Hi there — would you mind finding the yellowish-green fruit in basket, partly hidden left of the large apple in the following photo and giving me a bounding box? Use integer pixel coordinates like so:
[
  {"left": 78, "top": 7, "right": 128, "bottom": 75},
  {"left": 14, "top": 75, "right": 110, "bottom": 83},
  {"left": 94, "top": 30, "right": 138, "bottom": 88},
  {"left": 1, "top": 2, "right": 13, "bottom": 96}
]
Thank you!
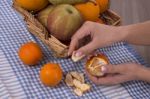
[{"left": 37, "top": 5, "right": 54, "bottom": 27}]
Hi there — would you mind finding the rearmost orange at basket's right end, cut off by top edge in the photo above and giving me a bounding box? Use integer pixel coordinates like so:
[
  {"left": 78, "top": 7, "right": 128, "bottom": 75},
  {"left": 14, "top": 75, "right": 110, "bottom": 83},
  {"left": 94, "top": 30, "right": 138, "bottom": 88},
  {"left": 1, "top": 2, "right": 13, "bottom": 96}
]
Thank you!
[{"left": 96, "top": 0, "right": 109, "bottom": 13}]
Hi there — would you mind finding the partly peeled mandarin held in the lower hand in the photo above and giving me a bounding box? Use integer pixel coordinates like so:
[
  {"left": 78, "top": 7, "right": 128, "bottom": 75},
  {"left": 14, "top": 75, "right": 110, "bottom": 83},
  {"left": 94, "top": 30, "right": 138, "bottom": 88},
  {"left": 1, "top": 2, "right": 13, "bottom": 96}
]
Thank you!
[{"left": 86, "top": 54, "right": 109, "bottom": 77}]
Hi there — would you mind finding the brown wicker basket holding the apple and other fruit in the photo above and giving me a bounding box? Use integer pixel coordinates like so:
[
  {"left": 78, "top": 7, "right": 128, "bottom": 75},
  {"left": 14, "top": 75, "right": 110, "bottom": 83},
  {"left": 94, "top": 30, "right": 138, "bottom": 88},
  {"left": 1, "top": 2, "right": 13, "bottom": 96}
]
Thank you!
[{"left": 13, "top": 0, "right": 121, "bottom": 57}]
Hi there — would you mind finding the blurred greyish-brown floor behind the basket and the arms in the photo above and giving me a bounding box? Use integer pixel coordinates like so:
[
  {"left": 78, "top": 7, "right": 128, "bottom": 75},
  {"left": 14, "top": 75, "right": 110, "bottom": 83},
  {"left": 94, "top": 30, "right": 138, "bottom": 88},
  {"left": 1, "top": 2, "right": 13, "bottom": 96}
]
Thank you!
[{"left": 110, "top": 0, "right": 150, "bottom": 64}]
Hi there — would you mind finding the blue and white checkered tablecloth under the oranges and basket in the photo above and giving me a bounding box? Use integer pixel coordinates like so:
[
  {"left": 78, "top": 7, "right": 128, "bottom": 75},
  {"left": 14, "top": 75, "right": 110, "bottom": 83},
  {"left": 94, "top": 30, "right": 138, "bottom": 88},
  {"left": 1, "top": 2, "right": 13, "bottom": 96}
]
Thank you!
[{"left": 0, "top": 0, "right": 150, "bottom": 99}]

◆ **AIM OF THE EXERCISE**: What you return should match the entries word for word, pictures aside.

◆ **EXERCISE ANSWER**:
Hi there — would you mind finding the yellowish-green fruit in basket, partly hidden left of the large apple in the following photo and giving me a bounding box? Use integer pixel coordinates like so:
[
  {"left": 78, "top": 7, "right": 128, "bottom": 75},
  {"left": 14, "top": 75, "right": 110, "bottom": 83},
  {"left": 94, "top": 30, "right": 138, "bottom": 88},
  {"left": 1, "top": 2, "right": 13, "bottom": 96}
]
Thank you!
[{"left": 37, "top": 5, "right": 54, "bottom": 27}]
Hi there — would you mind finding the rearmost orange at basket's right end, cut off by top edge in the photo above and giving me a bounding box? Use integer pixel coordinates like so:
[
  {"left": 78, "top": 7, "right": 128, "bottom": 75},
  {"left": 14, "top": 75, "right": 110, "bottom": 83},
  {"left": 94, "top": 30, "right": 138, "bottom": 88},
  {"left": 1, "top": 2, "right": 13, "bottom": 96}
]
Thank you!
[{"left": 96, "top": 0, "right": 109, "bottom": 13}]
Hi there — would you mind finding the partly peeled mandarin held in the lower hand in the photo above and giving me a bounding box? Use integer pixel coordinates like so:
[
  {"left": 78, "top": 7, "right": 128, "bottom": 75},
  {"left": 14, "top": 75, "right": 110, "bottom": 83},
  {"left": 94, "top": 30, "right": 138, "bottom": 88},
  {"left": 1, "top": 2, "right": 13, "bottom": 96}
]
Thank you!
[{"left": 86, "top": 54, "right": 109, "bottom": 77}]
Hi there — would you mind finding the brown wicker basket holding the apple and other fruit in the photo above and giving me a bounding box? Use integer pixel coordinates like so:
[
  {"left": 78, "top": 7, "right": 128, "bottom": 75},
  {"left": 14, "top": 75, "right": 110, "bottom": 83},
  {"left": 94, "top": 30, "right": 138, "bottom": 88},
  {"left": 1, "top": 2, "right": 13, "bottom": 96}
]
Thank you!
[{"left": 13, "top": 0, "right": 121, "bottom": 57}]
Hi there — would you mind finding the blurred greyish-brown floor behind the basket and the arms in the photo above and giving me a bounding box? Use integer pixel coordinates like so:
[
  {"left": 78, "top": 7, "right": 128, "bottom": 75},
  {"left": 14, "top": 75, "right": 110, "bottom": 83},
  {"left": 94, "top": 30, "right": 138, "bottom": 88},
  {"left": 1, "top": 2, "right": 13, "bottom": 96}
]
Thank you!
[{"left": 110, "top": 0, "right": 150, "bottom": 64}]
Hi there — would you mind finding the blue and white checkered tablecloth under the oranges and basket in the photo above and giving me a bounding box? Use integer pixel coordinates like so:
[
  {"left": 78, "top": 7, "right": 128, "bottom": 75},
  {"left": 14, "top": 75, "right": 110, "bottom": 83},
  {"left": 94, "top": 30, "right": 138, "bottom": 88},
  {"left": 1, "top": 2, "right": 13, "bottom": 96}
]
Thank you!
[{"left": 0, "top": 0, "right": 150, "bottom": 99}]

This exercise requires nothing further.